• **Texte source**:
****************************************

Avec les moyens actuels de guerre, disait un officier général allemand, quand on est arrivé par des marches bien réglées déboucher en force sur le terrain où l’engagement paraît probable, une pensée générale doit présider l’action : il y a sur le champ de bataille un certain nombre de points qu’il faut absolument prendre, tenir et conserver ; l’occupation de ces points peut seule donner aux manœuvres de la sécurité et des chances de succès. Il importe donc d’utiliser les belles portées et les puissants effets de l’artillerie pour occuper le plus tôt possible ces points décisifs.

L’emplacement d’une batterie ne doit jamais gêner le mouvement des troupes. — Ainsi, une batterie destinée à couvrir un mouvement d’attaque ou de retraite ne prendra pas position près de la route à suivre par la colonne, sous peine d’attirer sur cette colonne le feu de l’ennemi.

****************************************

Recopiez sans rien changer le passage du texte sur l'artillerie qui commence aux mots « Avec les moyens » et se termine après les mots « feu de l’ennemi. ».

(Entrées d'un jeu de données d'annotation)
****************************************

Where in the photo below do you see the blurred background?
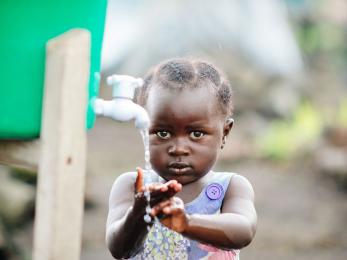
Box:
[0,0,347,260]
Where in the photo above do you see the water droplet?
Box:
[143,214,152,223]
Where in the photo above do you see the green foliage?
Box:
[258,102,323,160]
[336,98,347,128]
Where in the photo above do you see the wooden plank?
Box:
[33,29,90,260]
[0,139,40,172]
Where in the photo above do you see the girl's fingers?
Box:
[151,200,171,216]
[152,197,184,216]
[135,167,143,193]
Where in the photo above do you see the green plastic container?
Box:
[0,0,107,139]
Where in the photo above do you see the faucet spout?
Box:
[93,75,149,129]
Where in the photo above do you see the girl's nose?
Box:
[168,138,189,156]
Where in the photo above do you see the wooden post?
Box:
[33,29,90,260]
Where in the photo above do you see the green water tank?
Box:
[0,0,107,139]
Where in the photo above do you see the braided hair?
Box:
[136,58,233,116]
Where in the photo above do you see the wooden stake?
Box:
[33,29,90,260]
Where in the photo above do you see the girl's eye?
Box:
[190,131,204,139]
[156,131,171,139]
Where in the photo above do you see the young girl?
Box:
[106,59,257,260]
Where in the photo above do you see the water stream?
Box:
[141,128,152,230]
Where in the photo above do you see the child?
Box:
[106,59,257,260]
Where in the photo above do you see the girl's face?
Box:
[147,87,231,185]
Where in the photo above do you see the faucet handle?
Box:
[107,74,144,99]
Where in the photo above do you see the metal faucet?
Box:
[93,75,149,129]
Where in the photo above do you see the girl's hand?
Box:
[151,197,188,233]
[133,168,182,214]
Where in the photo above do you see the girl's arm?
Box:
[106,173,147,259]
[153,175,257,249]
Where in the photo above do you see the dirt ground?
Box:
[77,119,347,260]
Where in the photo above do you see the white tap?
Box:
[93,75,149,129]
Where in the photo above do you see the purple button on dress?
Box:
[206,183,224,200]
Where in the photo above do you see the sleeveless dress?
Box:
[131,172,239,260]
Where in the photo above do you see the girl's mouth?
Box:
[168,162,192,174]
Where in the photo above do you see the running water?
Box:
[141,128,152,230]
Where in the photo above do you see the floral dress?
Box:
[131,172,239,260]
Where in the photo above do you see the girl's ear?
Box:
[223,117,234,137]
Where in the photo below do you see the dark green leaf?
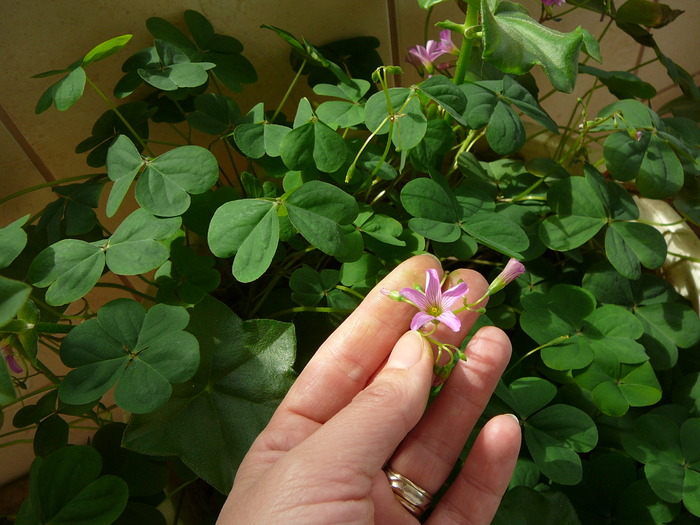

****************************************

• **Réponse ci-dessous**:
Avec les moyens actuels de guerre, disait un officier général allemand, quand on est arrivé par des marches bien réglées déboucher en force sur le terrain où l’engagement paraît probable, une pensée générale doit présider l’action : il y a sur le champ de bataille un certain nombre de points qu’il faut absolument prendre, tenir et conserver ; l’occupation de ces points peut seule donner aux manœuvres de la sécurité et des chances de succès. Il importe donc d’utiliser les belles portées et les puissants effets de l’artillerie pour occuper le plus tôt possible ces points décisifs.

L’emplacement d’une batterie ne doit jamais gêner le mouvement des troupes. — Ainsi, une batterie destinée à couvrir un mouvement d’attaque ou de retraite ne prendra pas position près de la route à suivre par la colonne, sous peine d’attirer sur cette colonne le feu de l’ennemi.